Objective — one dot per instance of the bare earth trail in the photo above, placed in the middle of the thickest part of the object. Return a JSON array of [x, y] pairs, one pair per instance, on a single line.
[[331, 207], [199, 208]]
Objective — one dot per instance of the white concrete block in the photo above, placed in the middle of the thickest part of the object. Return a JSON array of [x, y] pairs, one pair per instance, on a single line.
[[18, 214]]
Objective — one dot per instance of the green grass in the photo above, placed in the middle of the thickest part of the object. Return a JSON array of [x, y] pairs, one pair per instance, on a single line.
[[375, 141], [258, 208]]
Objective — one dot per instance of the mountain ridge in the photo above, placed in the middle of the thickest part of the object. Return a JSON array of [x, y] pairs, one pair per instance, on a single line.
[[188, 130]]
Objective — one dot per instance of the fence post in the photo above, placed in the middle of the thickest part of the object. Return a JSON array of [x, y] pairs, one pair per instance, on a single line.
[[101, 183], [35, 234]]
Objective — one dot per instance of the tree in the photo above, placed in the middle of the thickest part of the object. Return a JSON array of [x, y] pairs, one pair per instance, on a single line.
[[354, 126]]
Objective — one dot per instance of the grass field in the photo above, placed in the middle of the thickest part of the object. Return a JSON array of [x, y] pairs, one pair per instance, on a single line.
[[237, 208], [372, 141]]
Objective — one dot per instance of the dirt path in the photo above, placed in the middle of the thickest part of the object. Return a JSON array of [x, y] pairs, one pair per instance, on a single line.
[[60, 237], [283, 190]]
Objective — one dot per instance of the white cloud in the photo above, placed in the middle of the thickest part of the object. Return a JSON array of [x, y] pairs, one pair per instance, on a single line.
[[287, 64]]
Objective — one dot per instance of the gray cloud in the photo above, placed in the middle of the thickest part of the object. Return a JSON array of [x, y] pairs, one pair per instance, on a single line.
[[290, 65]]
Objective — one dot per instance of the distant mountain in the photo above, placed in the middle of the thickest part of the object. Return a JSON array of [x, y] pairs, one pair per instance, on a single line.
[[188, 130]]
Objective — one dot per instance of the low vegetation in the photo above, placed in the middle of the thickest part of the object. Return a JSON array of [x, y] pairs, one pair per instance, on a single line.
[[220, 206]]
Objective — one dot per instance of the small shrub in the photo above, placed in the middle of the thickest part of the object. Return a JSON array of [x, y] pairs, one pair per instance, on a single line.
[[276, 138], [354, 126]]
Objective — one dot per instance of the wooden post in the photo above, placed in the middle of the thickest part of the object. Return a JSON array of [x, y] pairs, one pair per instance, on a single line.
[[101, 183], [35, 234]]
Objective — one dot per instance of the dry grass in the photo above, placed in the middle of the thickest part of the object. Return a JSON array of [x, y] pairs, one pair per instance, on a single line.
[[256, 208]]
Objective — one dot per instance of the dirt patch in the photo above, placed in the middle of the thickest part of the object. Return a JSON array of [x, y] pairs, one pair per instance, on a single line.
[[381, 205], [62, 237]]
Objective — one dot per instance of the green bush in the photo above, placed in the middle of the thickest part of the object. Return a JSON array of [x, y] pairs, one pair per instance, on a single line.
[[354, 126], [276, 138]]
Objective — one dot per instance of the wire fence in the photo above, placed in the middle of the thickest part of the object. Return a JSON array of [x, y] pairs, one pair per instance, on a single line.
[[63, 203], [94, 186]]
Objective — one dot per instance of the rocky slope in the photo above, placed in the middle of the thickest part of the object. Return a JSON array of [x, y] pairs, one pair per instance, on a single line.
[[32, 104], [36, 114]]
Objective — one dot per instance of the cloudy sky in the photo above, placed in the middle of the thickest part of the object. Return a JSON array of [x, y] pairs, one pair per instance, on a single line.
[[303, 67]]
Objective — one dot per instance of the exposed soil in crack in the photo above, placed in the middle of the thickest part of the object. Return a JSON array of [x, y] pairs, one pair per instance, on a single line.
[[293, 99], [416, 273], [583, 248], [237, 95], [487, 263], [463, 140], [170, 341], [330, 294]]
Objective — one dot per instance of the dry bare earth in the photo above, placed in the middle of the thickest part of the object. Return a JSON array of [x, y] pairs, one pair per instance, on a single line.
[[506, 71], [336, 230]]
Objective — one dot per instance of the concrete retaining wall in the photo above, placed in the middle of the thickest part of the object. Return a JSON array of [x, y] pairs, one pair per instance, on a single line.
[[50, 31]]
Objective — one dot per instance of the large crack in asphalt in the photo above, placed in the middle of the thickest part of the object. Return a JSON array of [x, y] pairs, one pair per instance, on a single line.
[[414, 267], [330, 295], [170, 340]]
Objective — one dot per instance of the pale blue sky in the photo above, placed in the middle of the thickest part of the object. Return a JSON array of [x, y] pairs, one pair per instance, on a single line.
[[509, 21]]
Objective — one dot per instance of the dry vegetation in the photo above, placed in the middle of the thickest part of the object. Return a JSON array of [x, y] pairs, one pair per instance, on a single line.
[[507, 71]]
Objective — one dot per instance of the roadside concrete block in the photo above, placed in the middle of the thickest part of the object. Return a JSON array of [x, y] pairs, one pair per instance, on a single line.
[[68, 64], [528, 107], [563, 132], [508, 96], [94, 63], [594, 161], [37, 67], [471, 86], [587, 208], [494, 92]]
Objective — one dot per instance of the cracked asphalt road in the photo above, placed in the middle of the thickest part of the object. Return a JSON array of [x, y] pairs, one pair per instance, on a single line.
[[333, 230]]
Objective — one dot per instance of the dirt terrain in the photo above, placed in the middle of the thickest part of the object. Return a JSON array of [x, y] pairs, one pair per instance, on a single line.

::::::::

#### [Directive]
Write out every line exactly as it stands.

#### [Problem solution]
Objective — one dot per instance of the bare earth trail in the photo above, placed in the middle of the thickest part of the object. Return a JSON array of [x, y] pairs, one pair per instance, on a single line.
[[331, 207], [199, 208]]
Objective — one dot per instance of the white concrete block in the photo above, placed in the middle of the thickest part of the object. Return a JSON array of [x, y] pairs, one pair per instance, on a single line.
[[18, 214]]
Objective — one dot per instance of the green grass in the photo above, placed in the middle of the thickest part of the object. Return a JSON array of [x, y] pairs, one pair per instance, on a single line.
[[375, 141], [258, 208]]
Objective — one dot per instance of the mountain ridge in the photo above, placed in the middle of the thickest part of the object. Return a JSON array of [x, y] pairs, one pair per instance, on a single line.
[[188, 130]]
Objective — one dot per instance of the fence post in the photo above, placed in the middle of the thickest part of the object. Return a JSON array of [x, y] pairs, one pair per instance, on a single line.
[[101, 183], [35, 234]]
Objective — one dot per instance of the tree in the photo above, placed in the middle of the thickest part of the object. Return a JSON array of [x, y] pairs, one pair per instance, on a single line.
[[354, 126]]
Objective — one dot per instance of the grass field in the photo above, placed in the middle of the thickest part of the object. Return a JSON array of [x, y] pairs, one pair per instance, on a single line.
[[237, 208], [372, 141]]
Objective — one dot per instance of the dirt path in the photo above, placed in the middle of the thickest part of the object. Return a JSON array of [x, y] pairs, one pair per instance, on a single line.
[[60, 237], [283, 190]]
Objective — one dot per instance of the white cloud in the photo above, placed in the middle of the thickest part of the object. Return a JSON array of [x, y] pairs, one pair per instance, on a single line.
[[287, 64]]
Objective — one dot per instance of the gray cloud in the photo above, placed in the middle of the thickest part of the object. Return a JSON array of [x, y] pairs, one pair per instance, on a single line.
[[290, 65]]
Objective — one dot per instance of the distant mountain in the photo above, placed in the middle of the thickest part of the object. Return a JSON array of [x, y] pairs, one pair per instance, on a single line.
[[188, 130]]
Objective — one dot per instance of the low vegetation in the photo above, placed in the middle of the thickest part of the object. Return a JSON array of [x, y] pairs, one pair per instance, on a single line.
[[220, 206]]
Objective — one dot per instance of the small shrub in the photo above, placed in the middle of the thickest part of the object. Return a JSON array of [x, y] pairs, one pair per instance, on a single line.
[[276, 138], [354, 126]]
Objective — one dot per instance of the wooden post in the photo above, placed in the middle of the thickest part of the object. Return a JSON array of [x, y] pairs, one pair per instance, on a single line.
[[101, 183], [35, 234]]
Objective — one dot per instance of the dry grass in the photo above, placed in the middle of the thickest part of the object. Return a JSON array of [x, y] pairs, one pair per instance, on a single line.
[[256, 208]]
Objective — one dot per instance of the dirt patch in the photo above, placed in the middle of the thickest part of the object. Return a JSON array of [x, y] pairs, one pair per instance, on a single line.
[[381, 205], [62, 237]]
Objective — one dot per instance of the green bush in the photo above, placed in the middle of the thickest part of the object. Return a JSON array of [x, y] pairs, one pair per instance, on a single line.
[[354, 126], [276, 138]]
Objective — one dot per instance of the wire fence in the photo above, placed in the middle of the thickest part of the object. Return a JSON array of [x, y] pairs, one pair per instance, on a single line.
[[63, 203], [94, 186]]
Objective — one dot per instance of the rocky slope in the photo above, placed in the middle of the thickest part of the object. Return a JSON array of [x, y] pairs, one pair per instance, on a single line.
[[32, 104], [36, 114]]
Objective — one dot per instance of the cloudy sky in the photo above, placed in the middle of the thickest part of the object. Return a JSON array of [x, y] pairs, one pair per instance, on a single line.
[[303, 67]]
Objective — one dot per instance of the exposed soil in crack in the photo above, placed in the middle of the thickest part of the object. Return a JSON array of [x, y] pairs, one pair per instance, on a single line.
[[293, 99], [416, 273], [583, 248], [237, 95], [487, 263], [463, 140], [170, 341], [330, 294]]
Objective — one dot per instance of the dry bare earth in the photo above, placed in the middle of the thickest part of the object. Return a JSON array of [x, y] pairs, one pair per instance, on a single line.
[[506, 71], [336, 230]]
Objective — one dot per instance of the concrete retaining wall in the photo above, placed in the middle of the thickest part of the object. Return a JSON array of [x, y] pairs, one pair per instance, on a single line.
[[50, 31]]
Objective — one dot per instance of the large crack in asphalt in the photo above, placed in the middle of the thickest part of the object. Return a JSON array of [x, y] pairs, one pair per instance, on a single line.
[[414, 267], [330, 295], [170, 340]]
Objective — one dot per instance of the pale blue sky in the photo above, placed in the middle of the thickest part of the object. Return a JSON array of [x, y] pairs, one pair per instance, on a single line.
[[509, 21]]
Objective — one dot per instance of the dry vegetation in the photo above, placed in the middle of the thickest part of the object. Return a JSON array of [x, y] pairs, one pair per instance, on a single line.
[[507, 71]]
Objective — one dot per instance of the roadside concrete block in the photo above, placed in the middle of the thickest part of the object. Return a JSON array of [x, y] pairs, one pair per instance, on a single line.
[[68, 64], [528, 107], [563, 132], [508, 96], [94, 63], [594, 161], [37, 67], [471, 86], [587, 208], [494, 92]]
Objective — one dot per instance of the cracked asphalt road in the photo above, placed in the middle of the thickest part of the object. Return a JSON array of [x, y] pairs, one pair per instance, on a single line.
[[333, 230]]
Objective — one dot per instance of the dirt terrain in the photo above, placed in the middle of the thickest part of the object. Return a JSON array of [x, y] pairs, one pair per instance, on a single line.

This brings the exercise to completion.